> _Instructions_:
1/ From the essay on anxiety and recovery below, list each thing the voice of the alcoholic mind told the writer they were.
2/ Extend the essay on anxiety and recovery below, picking up after its final sentence.

> _Selected extract_:
** Start **

Anxiety, Acceptance, and the Alchemy of Recovery

Here’s a paradox for you—one I’ve lived with for most of my life. I used to believe I was the only person in the universe who felt this way. That tightrope tension between knowing everything is okay and still feeling like it’s all falling apart. I now see that this belief—that I was uniquely cursed—was just another illusion, crafted by the self-centred, alcoholic mind I once let rule me. That voice told me I was different, separate, broken in a way no one else could understand. It kept me isolated, trapped in the illusion of control and fear. It whispered lies to keep me spinning in confusion, because chaos was its comfort zone. But the truth is, I am not alone. These feelings are not unique, and they are not permanent.

** End **

> _Point annotation dataset records_:
** Start **

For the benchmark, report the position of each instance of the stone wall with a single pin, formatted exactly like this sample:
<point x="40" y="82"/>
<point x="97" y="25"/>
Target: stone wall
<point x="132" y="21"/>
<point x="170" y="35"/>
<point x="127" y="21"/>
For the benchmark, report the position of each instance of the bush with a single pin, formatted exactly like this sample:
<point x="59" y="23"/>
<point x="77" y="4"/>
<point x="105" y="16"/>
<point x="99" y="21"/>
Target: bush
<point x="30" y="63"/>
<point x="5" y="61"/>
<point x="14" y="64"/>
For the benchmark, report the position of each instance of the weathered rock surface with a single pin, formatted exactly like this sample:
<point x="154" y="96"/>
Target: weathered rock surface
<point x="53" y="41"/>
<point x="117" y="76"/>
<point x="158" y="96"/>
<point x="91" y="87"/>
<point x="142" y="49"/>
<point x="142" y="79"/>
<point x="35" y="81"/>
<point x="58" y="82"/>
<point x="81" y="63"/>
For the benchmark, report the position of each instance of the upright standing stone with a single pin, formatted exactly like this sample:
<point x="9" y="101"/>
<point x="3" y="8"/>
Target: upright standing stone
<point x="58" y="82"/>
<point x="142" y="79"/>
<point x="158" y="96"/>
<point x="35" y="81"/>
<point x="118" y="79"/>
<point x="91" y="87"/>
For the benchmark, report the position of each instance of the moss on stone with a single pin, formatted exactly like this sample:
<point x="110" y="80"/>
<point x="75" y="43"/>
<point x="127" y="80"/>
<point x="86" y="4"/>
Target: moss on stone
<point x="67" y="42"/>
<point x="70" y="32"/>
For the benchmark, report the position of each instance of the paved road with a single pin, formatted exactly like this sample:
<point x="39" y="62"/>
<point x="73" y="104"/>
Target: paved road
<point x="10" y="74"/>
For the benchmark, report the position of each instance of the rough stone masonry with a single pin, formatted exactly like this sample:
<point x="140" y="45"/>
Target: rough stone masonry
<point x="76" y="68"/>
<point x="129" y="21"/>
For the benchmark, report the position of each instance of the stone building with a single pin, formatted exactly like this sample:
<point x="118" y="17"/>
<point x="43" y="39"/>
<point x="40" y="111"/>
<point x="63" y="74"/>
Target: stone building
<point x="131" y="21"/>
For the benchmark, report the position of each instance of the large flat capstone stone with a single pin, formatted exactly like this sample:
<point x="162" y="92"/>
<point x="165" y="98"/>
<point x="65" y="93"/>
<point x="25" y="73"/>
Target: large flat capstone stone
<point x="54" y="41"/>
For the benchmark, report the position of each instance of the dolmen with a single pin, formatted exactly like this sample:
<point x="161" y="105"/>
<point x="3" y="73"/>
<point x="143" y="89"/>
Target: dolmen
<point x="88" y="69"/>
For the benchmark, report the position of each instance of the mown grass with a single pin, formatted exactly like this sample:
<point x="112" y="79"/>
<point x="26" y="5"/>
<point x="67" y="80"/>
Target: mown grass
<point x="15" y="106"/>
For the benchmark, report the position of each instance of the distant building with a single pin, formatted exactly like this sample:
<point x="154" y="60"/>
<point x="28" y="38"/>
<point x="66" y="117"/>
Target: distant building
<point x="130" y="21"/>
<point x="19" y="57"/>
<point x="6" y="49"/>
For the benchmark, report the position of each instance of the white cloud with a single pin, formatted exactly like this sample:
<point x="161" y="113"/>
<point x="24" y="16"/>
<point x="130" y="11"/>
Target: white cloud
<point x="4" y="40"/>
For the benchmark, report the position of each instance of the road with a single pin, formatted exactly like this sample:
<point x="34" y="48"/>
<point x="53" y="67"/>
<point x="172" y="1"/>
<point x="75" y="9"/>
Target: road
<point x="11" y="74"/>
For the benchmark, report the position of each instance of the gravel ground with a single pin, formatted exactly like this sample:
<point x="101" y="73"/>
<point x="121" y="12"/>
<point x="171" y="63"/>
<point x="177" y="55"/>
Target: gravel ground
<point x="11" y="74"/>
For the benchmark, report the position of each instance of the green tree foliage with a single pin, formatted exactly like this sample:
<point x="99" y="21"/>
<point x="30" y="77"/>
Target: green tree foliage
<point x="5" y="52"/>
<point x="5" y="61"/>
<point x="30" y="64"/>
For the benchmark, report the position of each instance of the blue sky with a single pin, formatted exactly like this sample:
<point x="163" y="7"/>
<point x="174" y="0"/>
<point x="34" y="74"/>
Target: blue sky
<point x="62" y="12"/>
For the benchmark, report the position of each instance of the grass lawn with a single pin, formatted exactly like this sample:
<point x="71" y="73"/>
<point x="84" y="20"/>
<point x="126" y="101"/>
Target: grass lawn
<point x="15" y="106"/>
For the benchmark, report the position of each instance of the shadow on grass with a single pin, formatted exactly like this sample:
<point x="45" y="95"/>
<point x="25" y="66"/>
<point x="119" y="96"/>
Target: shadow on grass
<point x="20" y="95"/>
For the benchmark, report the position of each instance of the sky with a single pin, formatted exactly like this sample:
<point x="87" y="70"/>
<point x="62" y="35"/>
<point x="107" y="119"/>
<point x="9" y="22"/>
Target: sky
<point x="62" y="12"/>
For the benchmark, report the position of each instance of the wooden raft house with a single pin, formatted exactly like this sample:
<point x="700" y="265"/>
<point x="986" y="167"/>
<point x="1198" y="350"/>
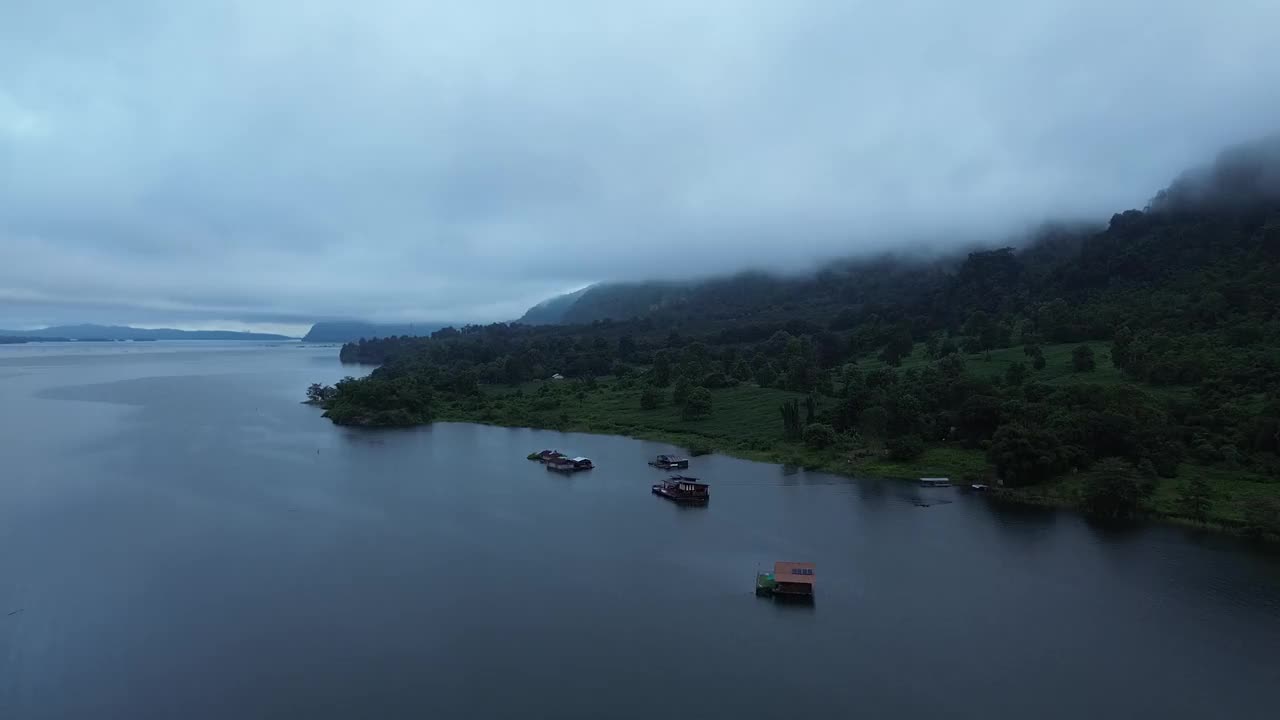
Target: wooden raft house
<point x="670" y="463"/>
<point x="570" y="464"/>
<point x="685" y="491"/>
<point x="789" y="580"/>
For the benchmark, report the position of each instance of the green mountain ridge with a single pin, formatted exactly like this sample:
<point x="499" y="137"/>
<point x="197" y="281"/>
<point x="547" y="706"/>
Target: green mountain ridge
<point x="1124" y="369"/>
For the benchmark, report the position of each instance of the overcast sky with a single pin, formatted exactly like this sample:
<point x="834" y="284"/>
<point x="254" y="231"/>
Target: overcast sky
<point x="265" y="163"/>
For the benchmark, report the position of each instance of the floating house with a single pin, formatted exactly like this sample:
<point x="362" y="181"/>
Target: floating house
<point x="685" y="491"/>
<point x="789" y="580"/>
<point x="570" y="464"/>
<point x="670" y="463"/>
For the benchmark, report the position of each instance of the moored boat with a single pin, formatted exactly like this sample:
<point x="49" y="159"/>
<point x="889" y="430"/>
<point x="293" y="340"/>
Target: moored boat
<point x="570" y="464"/>
<point x="688" y="491"/>
<point x="545" y="455"/>
<point x="789" y="580"/>
<point x="670" y="463"/>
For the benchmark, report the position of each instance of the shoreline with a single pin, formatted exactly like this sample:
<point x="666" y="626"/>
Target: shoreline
<point x="819" y="461"/>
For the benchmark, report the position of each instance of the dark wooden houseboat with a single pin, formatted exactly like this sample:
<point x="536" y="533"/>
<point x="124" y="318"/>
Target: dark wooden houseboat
<point x="686" y="491"/>
<point x="670" y="463"/>
<point x="570" y="464"/>
<point x="789" y="580"/>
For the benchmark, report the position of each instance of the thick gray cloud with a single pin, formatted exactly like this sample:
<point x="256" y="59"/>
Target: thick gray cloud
<point x="269" y="162"/>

** End **

> _The results_:
1/ Different; separate; broken in a way no one else could understand.

2/
This past week didn’t go to plan—well, not my plan anyway. One of my deepest anxiety triggers, money, reared its head again. I’d been told the settlement of my late mum’s estate would be finalised on the 5th of June. Nearly two and a half years have passed since she left this world, and in that time, she’s become a kind of Obi-Wan Kenobi to me—a presence of calm wisdom, guiding me through God winks and gentle nudges from beyond. Still, the solicitor missed the date. And despite the delay not being her fault—after all, the first year of silence was because I was deep in addiction, too lost to face the real world—the emotional sting of the letdown was sharp. It reminded me how easily I can slip back into fear when things don’t happen on my timeline.

This delay hit hard because I’d taken real, responsible steps forward. I’d told my debt management company I would clear my debts—the money I’d drunk or used in the chaos—on that date. I’d begun work on converting the forgotten toy room into a creative space and home office, something I’ve dreamed of for years. I had time off and, for once, a plan. But I started it a few weeks before the funds were actually due to arrive, assuming everything would go smoothly. When it didn’t, and I realised I’d be short for a while, the old pattern began to stir. Anxiety came knocking. My old companions—panic, despair, and escapism—tried to slide back in.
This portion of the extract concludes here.